_Приведённый текст_

Алексей Миллер - Россия — Украина: Как пишется история
Касьянов: Армия-то движется, а НКВД остается.
Миллер: Да. И когда мы говорим об этом, нужно понимать, что бандеровцы борются с НКВД лютыми методами и НКВД с бандеровцами тоже. И провокации есть. Мы понимаем, что попытки апологетов УПА приписать все акты террора против мирного населения переодетым в бандеровцев энкаведешникам — это неправда и гнусность, но то, что такие попытки были,— это смешно отрицать, потому что это система.
Касьянов: И они документально зафиксированы самими советскими органами, в частности прокуратурой.

_Записи данных_
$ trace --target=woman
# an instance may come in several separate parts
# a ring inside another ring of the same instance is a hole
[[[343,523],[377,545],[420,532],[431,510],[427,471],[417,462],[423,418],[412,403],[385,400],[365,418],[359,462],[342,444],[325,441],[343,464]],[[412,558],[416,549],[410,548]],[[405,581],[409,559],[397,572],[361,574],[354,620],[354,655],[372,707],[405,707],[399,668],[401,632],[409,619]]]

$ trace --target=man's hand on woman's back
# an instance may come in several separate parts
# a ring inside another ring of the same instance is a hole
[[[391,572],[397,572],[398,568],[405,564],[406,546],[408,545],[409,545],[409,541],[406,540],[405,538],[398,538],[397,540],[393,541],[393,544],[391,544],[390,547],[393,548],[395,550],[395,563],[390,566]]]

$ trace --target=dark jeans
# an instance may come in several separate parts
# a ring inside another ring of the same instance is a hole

==

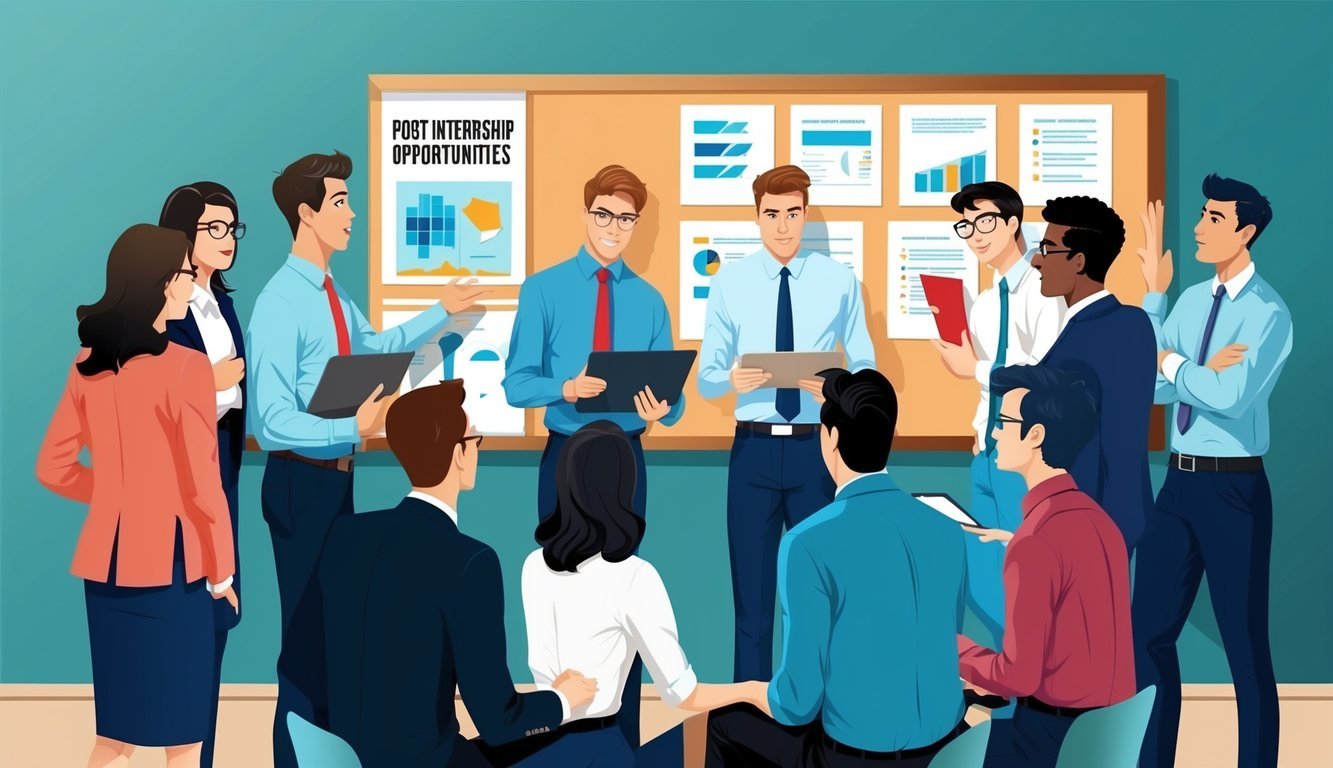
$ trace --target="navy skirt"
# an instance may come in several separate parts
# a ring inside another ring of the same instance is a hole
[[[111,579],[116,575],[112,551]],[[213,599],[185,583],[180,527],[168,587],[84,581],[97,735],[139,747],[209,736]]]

_Цель упражнения_
Можете скопировать из приведённого текста отрывок от «Алексей Миллер - Россия» до «что это система.» включительно?

_Ответ на задание_
Алексей Миллер - Россия — Украина: Как пишется история
Касьянов: Армия-то движется, а НКВД остается.
Миллер: Да. И когда мы говорим об этом, нужно понимать, что бандеровцы борются с НКВД лютыми методами и НКВД с бандеровцами тоже. И провокации есть. Мы понимаем, что попытки апологетов УПА приписать все акты террора против мирного населения переодетым в бандеровцев энкаведешникам — это неправда и гнусность, но то, что такие попытки были,— это смешно отрицать, потому что это система.